[Records from a collection]

# # # # # # #

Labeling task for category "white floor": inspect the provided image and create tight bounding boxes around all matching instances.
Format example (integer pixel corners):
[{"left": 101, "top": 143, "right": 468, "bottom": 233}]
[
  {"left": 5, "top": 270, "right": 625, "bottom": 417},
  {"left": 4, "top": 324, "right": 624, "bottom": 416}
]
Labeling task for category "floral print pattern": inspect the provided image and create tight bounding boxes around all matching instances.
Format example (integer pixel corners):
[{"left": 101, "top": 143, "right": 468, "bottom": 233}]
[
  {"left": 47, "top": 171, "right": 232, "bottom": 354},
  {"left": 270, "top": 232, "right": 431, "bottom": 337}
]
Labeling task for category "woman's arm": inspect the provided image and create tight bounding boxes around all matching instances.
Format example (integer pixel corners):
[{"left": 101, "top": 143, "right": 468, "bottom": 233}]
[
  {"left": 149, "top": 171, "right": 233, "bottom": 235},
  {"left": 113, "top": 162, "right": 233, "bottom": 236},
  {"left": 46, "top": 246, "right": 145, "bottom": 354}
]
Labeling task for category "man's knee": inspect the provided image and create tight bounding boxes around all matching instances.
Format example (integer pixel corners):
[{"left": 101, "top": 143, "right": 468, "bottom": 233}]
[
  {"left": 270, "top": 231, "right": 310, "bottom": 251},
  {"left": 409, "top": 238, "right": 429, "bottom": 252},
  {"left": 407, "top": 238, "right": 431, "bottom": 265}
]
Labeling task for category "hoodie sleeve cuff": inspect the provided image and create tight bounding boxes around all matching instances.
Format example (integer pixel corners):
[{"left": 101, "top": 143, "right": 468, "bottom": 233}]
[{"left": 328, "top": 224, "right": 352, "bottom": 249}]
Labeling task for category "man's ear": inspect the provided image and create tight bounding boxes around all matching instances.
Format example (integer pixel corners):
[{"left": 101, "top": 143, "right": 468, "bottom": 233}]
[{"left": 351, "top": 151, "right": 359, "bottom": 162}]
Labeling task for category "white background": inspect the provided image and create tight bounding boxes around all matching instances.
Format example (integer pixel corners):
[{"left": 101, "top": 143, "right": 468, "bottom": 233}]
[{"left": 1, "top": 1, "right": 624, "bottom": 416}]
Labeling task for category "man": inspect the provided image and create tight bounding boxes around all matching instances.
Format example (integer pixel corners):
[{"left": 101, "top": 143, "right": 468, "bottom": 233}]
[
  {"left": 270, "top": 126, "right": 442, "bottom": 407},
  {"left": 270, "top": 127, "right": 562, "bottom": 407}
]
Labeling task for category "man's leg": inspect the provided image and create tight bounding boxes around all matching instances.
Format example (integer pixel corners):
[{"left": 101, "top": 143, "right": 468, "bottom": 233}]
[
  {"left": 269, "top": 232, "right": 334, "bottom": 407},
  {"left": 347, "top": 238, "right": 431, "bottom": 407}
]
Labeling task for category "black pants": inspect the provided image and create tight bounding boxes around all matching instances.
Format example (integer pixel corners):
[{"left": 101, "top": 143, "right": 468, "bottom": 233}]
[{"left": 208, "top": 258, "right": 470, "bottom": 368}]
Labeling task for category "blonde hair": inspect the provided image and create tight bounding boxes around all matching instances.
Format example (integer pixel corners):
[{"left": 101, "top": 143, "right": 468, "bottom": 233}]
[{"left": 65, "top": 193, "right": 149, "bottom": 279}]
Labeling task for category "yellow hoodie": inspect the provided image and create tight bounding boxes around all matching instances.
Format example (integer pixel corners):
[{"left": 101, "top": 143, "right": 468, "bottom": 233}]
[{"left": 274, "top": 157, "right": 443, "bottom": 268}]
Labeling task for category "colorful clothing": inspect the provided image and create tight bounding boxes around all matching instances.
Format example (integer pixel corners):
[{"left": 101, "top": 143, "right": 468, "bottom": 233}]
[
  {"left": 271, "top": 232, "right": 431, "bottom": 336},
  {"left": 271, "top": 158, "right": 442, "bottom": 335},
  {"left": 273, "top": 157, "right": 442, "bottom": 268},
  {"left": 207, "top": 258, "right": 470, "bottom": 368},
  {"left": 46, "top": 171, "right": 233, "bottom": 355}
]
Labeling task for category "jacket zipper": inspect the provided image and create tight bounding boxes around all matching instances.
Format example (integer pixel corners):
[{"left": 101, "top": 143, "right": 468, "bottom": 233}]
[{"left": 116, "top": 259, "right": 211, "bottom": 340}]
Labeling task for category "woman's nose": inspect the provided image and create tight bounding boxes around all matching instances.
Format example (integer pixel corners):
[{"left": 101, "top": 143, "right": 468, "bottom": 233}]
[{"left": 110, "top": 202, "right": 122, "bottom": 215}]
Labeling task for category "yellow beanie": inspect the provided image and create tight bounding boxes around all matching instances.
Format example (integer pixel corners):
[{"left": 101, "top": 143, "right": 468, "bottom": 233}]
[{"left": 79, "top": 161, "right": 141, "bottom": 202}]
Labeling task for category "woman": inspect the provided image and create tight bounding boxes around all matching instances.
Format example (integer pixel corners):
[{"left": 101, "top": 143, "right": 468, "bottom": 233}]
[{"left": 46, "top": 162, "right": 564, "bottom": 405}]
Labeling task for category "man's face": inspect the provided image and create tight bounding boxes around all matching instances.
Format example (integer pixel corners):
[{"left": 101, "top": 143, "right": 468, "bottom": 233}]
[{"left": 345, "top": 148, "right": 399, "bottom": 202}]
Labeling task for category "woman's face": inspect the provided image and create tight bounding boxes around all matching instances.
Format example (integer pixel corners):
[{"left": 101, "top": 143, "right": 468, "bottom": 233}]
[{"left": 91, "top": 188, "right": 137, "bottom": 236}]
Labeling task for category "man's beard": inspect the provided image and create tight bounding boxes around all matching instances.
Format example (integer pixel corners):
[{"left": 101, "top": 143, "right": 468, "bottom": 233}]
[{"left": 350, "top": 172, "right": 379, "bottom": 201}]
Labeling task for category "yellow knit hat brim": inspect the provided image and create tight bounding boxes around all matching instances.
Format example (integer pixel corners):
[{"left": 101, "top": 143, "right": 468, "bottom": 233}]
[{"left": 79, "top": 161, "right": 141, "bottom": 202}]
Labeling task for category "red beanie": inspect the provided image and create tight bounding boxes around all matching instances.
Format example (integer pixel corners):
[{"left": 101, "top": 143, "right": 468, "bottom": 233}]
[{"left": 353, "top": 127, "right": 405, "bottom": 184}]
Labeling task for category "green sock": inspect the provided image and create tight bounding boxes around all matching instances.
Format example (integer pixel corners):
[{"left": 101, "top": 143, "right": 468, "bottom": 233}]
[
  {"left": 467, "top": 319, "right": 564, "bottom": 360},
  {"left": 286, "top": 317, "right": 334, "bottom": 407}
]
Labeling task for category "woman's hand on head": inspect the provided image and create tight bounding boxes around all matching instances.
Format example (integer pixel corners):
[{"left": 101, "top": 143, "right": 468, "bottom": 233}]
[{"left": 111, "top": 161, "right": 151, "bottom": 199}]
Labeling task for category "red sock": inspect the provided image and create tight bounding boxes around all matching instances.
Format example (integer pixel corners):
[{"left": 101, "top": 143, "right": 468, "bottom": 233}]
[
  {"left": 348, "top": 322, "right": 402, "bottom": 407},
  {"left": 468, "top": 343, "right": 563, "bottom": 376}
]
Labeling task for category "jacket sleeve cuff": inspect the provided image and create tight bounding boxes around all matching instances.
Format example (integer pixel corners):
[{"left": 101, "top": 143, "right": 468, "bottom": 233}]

# # # # # # #

What you write must match the records above exactly, line for line.

Labeling task for category "white floor": inspect the provided image and create tight bounding boxes around all matching instances.
Format example (integer pixel corners):
[{"left": 101, "top": 143, "right": 468, "bottom": 233}]
[
  {"left": 5, "top": 270, "right": 625, "bottom": 417},
  {"left": 4, "top": 324, "right": 624, "bottom": 416}
]
Labeling task for category "floral print pattern": inspect the provided image and create tight bounding boxes around all matching instances.
Format example (integer pixel corners):
[{"left": 101, "top": 143, "right": 468, "bottom": 233}]
[
  {"left": 47, "top": 171, "right": 232, "bottom": 354},
  {"left": 270, "top": 232, "right": 431, "bottom": 337}
]
Labeling task for category "woman's arm": inspect the provided image and create tight bounding boxes around all matching instances.
Format example (integer pixel corners):
[{"left": 101, "top": 143, "right": 468, "bottom": 233}]
[
  {"left": 149, "top": 171, "right": 233, "bottom": 235},
  {"left": 113, "top": 162, "right": 233, "bottom": 236},
  {"left": 46, "top": 246, "right": 145, "bottom": 354}
]
Labeling task for category "man's knee": inspect the provided image and create tight bounding boxes around all matching instances.
Format example (integer pixel corners):
[{"left": 101, "top": 143, "right": 468, "bottom": 233}]
[
  {"left": 270, "top": 231, "right": 310, "bottom": 251},
  {"left": 409, "top": 238, "right": 429, "bottom": 252},
  {"left": 407, "top": 238, "right": 431, "bottom": 265}
]
Labeling task for category "hoodie sleeve cuff": inspect the provided image and create tight bounding boxes around all matching instances.
Format example (integer pixel corners):
[{"left": 101, "top": 143, "right": 468, "bottom": 233}]
[{"left": 328, "top": 224, "right": 352, "bottom": 249}]
Labeling task for category "man's ear": inspect the provided image and create tight bounding boxes around all matching instances.
Format example (integer pixel corners):
[{"left": 101, "top": 143, "right": 468, "bottom": 233}]
[{"left": 351, "top": 151, "right": 359, "bottom": 162}]
Labeling task for category "white background": inspect the provided image and create tight bounding boxes around all matching instances.
Format example (integer pixel corners):
[{"left": 101, "top": 143, "right": 468, "bottom": 233}]
[{"left": 1, "top": 1, "right": 624, "bottom": 416}]
Labeling task for category "man": inspect the provided image and create tight bounding boxes around all matching instances.
Format example (integer pixel corners):
[{"left": 101, "top": 143, "right": 468, "bottom": 233}]
[
  {"left": 270, "top": 126, "right": 442, "bottom": 407},
  {"left": 270, "top": 127, "right": 562, "bottom": 407}
]
Labeling task for category "man's leg": inspect the provided image and create tight bounding boxes around all matching instances.
Format example (integer pixel corners):
[{"left": 101, "top": 143, "right": 468, "bottom": 233}]
[
  {"left": 269, "top": 232, "right": 334, "bottom": 407},
  {"left": 347, "top": 238, "right": 431, "bottom": 407}
]
Labeling task for category "black pants": inspect the provided image and create tight bounding boxes around all matching instances.
Format example (integer pixel corners):
[{"left": 101, "top": 143, "right": 468, "bottom": 233}]
[{"left": 208, "top": 258, "right": 470, "bottom": 368}]
Labeling task for category "blonde hair": inspect the provided image and create tight bounding boxes around all matching instances.
Format example (integer pixel corners):
[{"left": 101, "top": 143, "right": 468, "bottom": 233}]
[{"left": 65, "top": 193, "right": 149, "bottom": 279}]
Labeling task for category "yellow hoodie": inspect the provided image and create tight bounding boxes around all matching instances.
Format example (integer pixel corners):
[{"left": 101, "top": 143, "right": 468, "bottom": 233}]
[{"left": 274, "top": 157, "right": 443, "bottom": 268}]
Labeling task for category "colorful clothing": inspect the provided image and create tight bounding boxes around all matching instances.
Format example (integer pixel corners):
[{"left": 101, "top": 143, "right": 468, "bottom": 233}]
[
  {"left": 271, "top": 232, "right": 431, "bottom": 336},
  {"left": 271, "top": 158, "right": 442, "bottom": 335},
  {"left": 273, "top": 157, "right": 442, "bottom": 268},
  {"left": 207, "top": 258, "right": 470, "bottom": 368},
  {"left": 46, "top": 171, "right": 233, "bottom": 355}
]
Labeling task for category "jacket zipper": inspect the provided image and create tight bounding boxes around all matching instances.
Format example (integer pixel corners):
[{"left": 101, "top": 143, "right": 468, "bottom": 233}]
[{"left": 116, "top": 259, "right": 211, "bottom": 340}]
Labeling task for category "woman's nose": inspect the provided image and create tight bounding boxes around all matching instances.
Format example (integer pixel corners):
[{"left": 101, "top": 143, "right": 468, "bottom": 233}]
[{"left": 110, "top": 202, "right": 122, "bottom": 215}]
Labeling task for category "yellow beanie": inspect the provided image and create tight bounding boxes around all matching instances.
Format example (integer pixel corners):
[{"left": 101, "top": 143, "right": 468, "bottom": 233}]
[{"left": 79, "top": 161, "right": 141, "bottom": 202}]
Labeling task for category "woman": inspect the provided image and create tight bounding boxes around all matching instances.
Format example (integer pixel corners):
[{"left": 101, "top": 143, "right": 468, "bottom": 233}]
[{"left": 46, "top": 162, "right": 564, "bottom": 405}]
Labeling task for category "man's face": inspect the provided image and create tight bounding boxes around all matching instances.
Format example (integer pixel corners):
[{"left": 101, "top": 143, "right": 468, "bottom": 233}]
[{"left": 345, "top": 148, "right": 399, "bottom": 202}]
Labeling task for category "woman's face": inspect the provided image and create tight bounding boxes around all matching instances.
Format example (integer pixel corners):
[{"left": 101, "top": 143, "right": 468, "bottom": 233}]
[{"left": 91, "top": 188, "right": 137, "bottom": 236}]
Labeling task for category "man's beard": inspect the provided image and create tight bounding boxes around all matching instances.
Format example (integer pixel corners):
[{"left": 101, "top": 143, "right": 468, "bottom": 233}]
[{"left": 350, "top": 172, "right": 379, "bottom": 201}]
Labeling task for category "yellow knit hat brim": inspect the provided image and create tight bounding boxes around all matching instances.
Format example (integer pixel corners):
[{"left": 101, "top": 143, "right": 468, "bottom": 233}]
[{"left": 79, "top": 161, "right": 141, "bottom": 202}]
Labeling task for category "red beanie": inspect the provided image and create tight bounding boxes around all matching instances.
Format example (integer pixel corners):
[{"left": 101, "top": 143, "right": 468, "bottom": 233}]
[{"left": 353, "top": 127, "right": 405, "bottom": 184}]
Labeling task for category "green sock": inspect the provided image and create tight bounding boxes around all matching instances.
Format example (integer pixel corners):
[{"left": 101, "top": 143, "right": 468, "bottom": 233}]
[
  {"left": 467, "top": 319, "right": 564, "bottom": 360},
  {"left": 286, "top": 317, "right": 334, "bottom": 407}
]
Labeling task for category "woman's hand on head": inspect the provided image and create tight bounding boxes around all matching instances.
Format example (integer pixel corners):
[{"left": 101, "top": 143, "right": 468, "bottom": 233}]
[{"left": 111, "top": 161, "right": 151, "bottom": 199}]
Labeling task for category "red sock": inspect the provided image and create tight bounding boxes around all matching instances.
Format example (integer pixel corners):
[{"left": 101, "top": 143, "right": 468, "bottom": 233}]
[
  {"left": 348, "top": 322, "right": 402, "bottom": 407},
  {"left": 468, "top": 343, "right": 563, "bottom": 376}
]
Labeling task for category "jacket sleeve cuff": inspect the provided image and create tight bounding boxes around all matching instances.
Format example (integer pixel corners):
[{"left": 101, "top": 143, "right": 468, "bottom": 233}]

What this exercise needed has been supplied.